Consegna 1: Nell'articolo sulla scuola, da quanto tempo manca il rinnovo contrattuale per i lavoratori della scuola?
Consegna 2: Restituisci senza modifiche il passo dell'articolo sulla scuola compreso tra "Parallelamente si è" e "della parola ossimoro.", estremi inclusi.

Perché il mondo della scuola punirà il Pd. Perché quel popolo può trovare le sue ragioni

per Gian Franco Ferraris
Autore originale del testo: Claudia Pratelli
Fonte: huffingtonpost

di Claudia Pratelli – 5 febbraio 2018

La prima questione, il contratto.

Sono circa dieci anni che manca all’appello il rinnovo contrattuale, con annesse retribuzioni ferme per i lavoratori della scuola. Non sono i soli, ma in questo caso stiamo parlando di una categoria che è cardine di un’infrastruttura civile tra le più importanti del nostro paese -la scuola- con retribuzioni ben al di sotto della media europea.

La verità indicibile è che il valore economico riconosciuto agli insegnanti corrisponde al mancato valore sociale riconosciuto dalla politica alla funzione che svolgono.

Negli anni recenti, del resto, la musica è stata questa: non rinnovi contrattuali, ma bonus. Non diritti, ma favori. E così sono arrivati a poca distanza gli 80 euro -per tamponare (e forse delegittimare) i contratti collettivi non rinnovati- e il bonus premiale, oltre a quello per la formazione dei docenti. Non ha funzionato. Per questo il partito di maggioranza di governo, già in seria crisi di consenso, deve chiudere rapidamente la partita.

La pessima scuola di Renzi

Parallelamente si è svolta un’altra brutta storia, quella della “buona scuola“, esempio ormai usato nelle classi per spiegare ai ragazzi il significato della parola ossimoro.

Chiamata diretta, bonus premiale, alternanza scuola lavoro, delegittimazione degli organi collegiali. Quella pessima legge ha disegnato una scuola gerarchica e autoritaria, il contrario, cioè, di quello che serve per tenere insieme una comunità educante che si regge sulla cooperazione tra le componenti.

E la libertà di insegnamento è stata lesa in cambio di assunzioni. Assunzioni dovute, è bene ricordarlo, letteralmente obbligate dalla sentenza della Corte di Giustizia Europeache aveva sanzionato l’Italia per lo scandalo del precariato.

Sì perché lo Stato e in particolare la scuola sono stati e sono ancora una poderosa fabbrica di precari: insegnanti, educatori, personale Ata, assunti a settembre per essere licenziati a giugno se va bene, oppure costretti al pellegrinaggio delle supplenze brevi. Un mondo nel quale si sono consumati i peggiori esperimenti di guerra tra poveri, tra ultimi e penultimi.

L’alternanza scuola lavoro

Merita una menzione a parte il tema che ha occupato la cronaca dei giornali per incidenti, a volte gravi, molestie subite, episodi di sfruttamento, di lavoro gratuito o di indebito profitto per le imprese. Non casi patologici, purtroppo, ma esito naturale di un meccanismo che obbliga le scuola, per un numero spropositato di ore, a praticare alternanza scuola lavoro senza nessun vincolo di pertinenza col percorso formativo dei ragazzi né garanzia di sicurezza e qualità della formazione resa dai soggetti ospitanti.

Dati estratti:

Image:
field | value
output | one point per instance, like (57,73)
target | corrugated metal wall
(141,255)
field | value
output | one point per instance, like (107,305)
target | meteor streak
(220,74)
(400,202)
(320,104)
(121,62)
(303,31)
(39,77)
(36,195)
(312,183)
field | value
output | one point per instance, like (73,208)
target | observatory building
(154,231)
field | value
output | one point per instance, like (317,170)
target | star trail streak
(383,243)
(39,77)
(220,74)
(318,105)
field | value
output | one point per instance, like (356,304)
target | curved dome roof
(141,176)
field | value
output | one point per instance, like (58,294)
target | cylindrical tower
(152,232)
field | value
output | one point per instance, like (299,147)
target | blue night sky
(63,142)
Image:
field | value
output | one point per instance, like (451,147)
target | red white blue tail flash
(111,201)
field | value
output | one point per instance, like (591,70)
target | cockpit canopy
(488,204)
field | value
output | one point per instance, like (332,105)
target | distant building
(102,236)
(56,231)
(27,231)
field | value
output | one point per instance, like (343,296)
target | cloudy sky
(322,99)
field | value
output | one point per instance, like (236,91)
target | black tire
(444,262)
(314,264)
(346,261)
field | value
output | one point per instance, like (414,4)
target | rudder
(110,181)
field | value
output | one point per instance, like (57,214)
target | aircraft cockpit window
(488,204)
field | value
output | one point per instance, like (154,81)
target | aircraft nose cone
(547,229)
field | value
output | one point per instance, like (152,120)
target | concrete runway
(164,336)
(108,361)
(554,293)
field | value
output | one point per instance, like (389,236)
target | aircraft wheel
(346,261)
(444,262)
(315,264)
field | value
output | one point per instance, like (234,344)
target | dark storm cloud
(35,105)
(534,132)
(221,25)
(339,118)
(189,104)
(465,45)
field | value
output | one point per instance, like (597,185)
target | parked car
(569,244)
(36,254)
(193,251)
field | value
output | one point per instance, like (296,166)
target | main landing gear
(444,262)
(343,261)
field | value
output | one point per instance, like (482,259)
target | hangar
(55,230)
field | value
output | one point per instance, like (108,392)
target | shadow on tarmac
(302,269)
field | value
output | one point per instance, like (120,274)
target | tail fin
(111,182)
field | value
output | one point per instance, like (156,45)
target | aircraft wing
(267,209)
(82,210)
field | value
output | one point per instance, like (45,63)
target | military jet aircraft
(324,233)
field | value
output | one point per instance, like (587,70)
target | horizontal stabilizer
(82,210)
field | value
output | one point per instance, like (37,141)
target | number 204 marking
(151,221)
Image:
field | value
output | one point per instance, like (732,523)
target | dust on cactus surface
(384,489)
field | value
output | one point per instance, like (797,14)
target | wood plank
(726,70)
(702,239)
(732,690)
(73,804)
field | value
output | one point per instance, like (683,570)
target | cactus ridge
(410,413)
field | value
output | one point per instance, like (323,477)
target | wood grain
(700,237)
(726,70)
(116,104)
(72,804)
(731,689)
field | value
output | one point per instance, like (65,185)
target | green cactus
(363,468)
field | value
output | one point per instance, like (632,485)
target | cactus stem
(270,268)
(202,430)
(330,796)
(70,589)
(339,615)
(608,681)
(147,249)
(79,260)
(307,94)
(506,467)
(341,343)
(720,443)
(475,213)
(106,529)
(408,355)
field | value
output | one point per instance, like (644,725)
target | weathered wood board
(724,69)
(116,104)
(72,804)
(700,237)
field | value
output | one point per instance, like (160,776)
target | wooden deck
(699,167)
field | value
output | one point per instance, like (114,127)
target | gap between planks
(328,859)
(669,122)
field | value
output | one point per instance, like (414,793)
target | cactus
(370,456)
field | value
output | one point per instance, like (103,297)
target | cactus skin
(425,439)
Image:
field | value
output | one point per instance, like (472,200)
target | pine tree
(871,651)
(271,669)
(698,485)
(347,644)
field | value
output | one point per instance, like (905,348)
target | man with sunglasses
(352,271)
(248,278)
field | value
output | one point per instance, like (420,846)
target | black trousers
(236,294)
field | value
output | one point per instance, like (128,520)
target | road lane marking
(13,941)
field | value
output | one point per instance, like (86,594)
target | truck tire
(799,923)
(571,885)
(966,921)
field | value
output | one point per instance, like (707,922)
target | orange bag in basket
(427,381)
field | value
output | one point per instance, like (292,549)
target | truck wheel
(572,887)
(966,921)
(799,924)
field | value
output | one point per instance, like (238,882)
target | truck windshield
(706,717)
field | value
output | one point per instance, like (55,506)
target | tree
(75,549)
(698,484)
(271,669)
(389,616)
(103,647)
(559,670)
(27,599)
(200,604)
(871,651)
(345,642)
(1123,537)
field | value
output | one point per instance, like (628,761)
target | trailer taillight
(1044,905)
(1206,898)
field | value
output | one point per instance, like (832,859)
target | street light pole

Risultato atteso 1: Da circa dieci anni.

Risultato atteso 2:
Parallelamente si è svolta un’altra brutta storia, quella della “buona scuola“, esempio ormai usato nelle classi per spiegare ai ragazzi il significato della parola ossimoro.